You are to retype exactly the line with "Reviewer note: confirm that every instance of the wet" and every line after it in the entries below.

START Dataset excerpts

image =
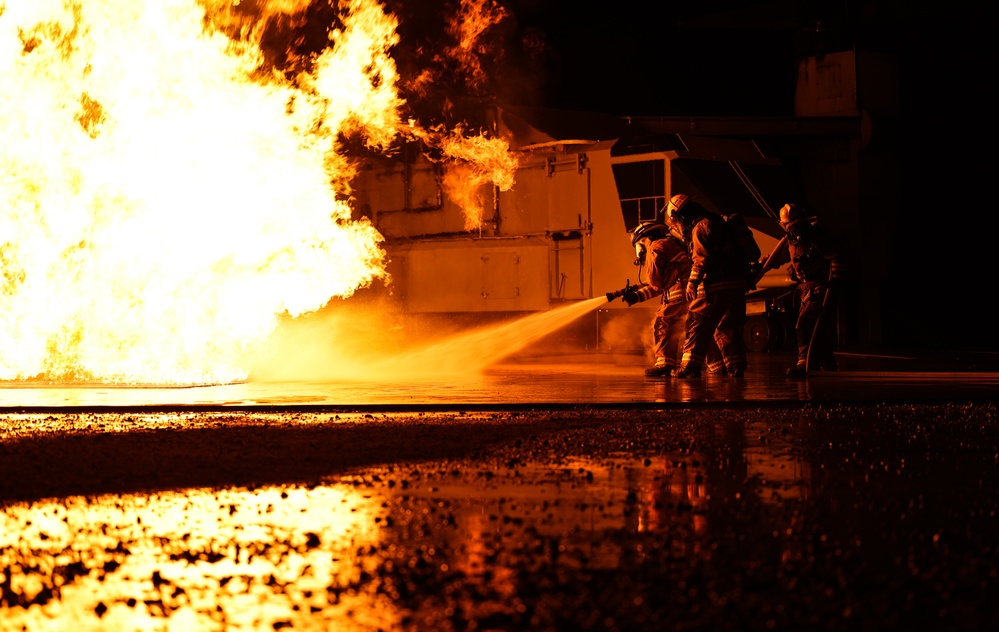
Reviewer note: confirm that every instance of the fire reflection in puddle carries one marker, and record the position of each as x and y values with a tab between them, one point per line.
430	546
199	559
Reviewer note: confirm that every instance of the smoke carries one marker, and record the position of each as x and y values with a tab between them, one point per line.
371	341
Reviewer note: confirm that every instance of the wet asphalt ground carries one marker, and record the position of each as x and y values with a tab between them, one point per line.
572	496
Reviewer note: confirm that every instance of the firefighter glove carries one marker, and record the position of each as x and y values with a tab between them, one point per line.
692	290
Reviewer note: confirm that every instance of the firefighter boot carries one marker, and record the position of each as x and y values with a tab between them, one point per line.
716	367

END Dataset excerpts

__Task answer__:
Reviewer note: confirm that every instance of the wet asphalt ground carries one marker, and record the position of each as x and y values with a tab between them, one point per line.
572	496
Reviewer note: confirm that every instance of the firefighter glove carries one marker, and record the position of each as x and y values with a tab between them, one point per line.
692	290
Reviewer note: confirm that every instance of the firefighter boot carries one marker, and record the position of each as x and y values with a tab between them, one point per line.
716	367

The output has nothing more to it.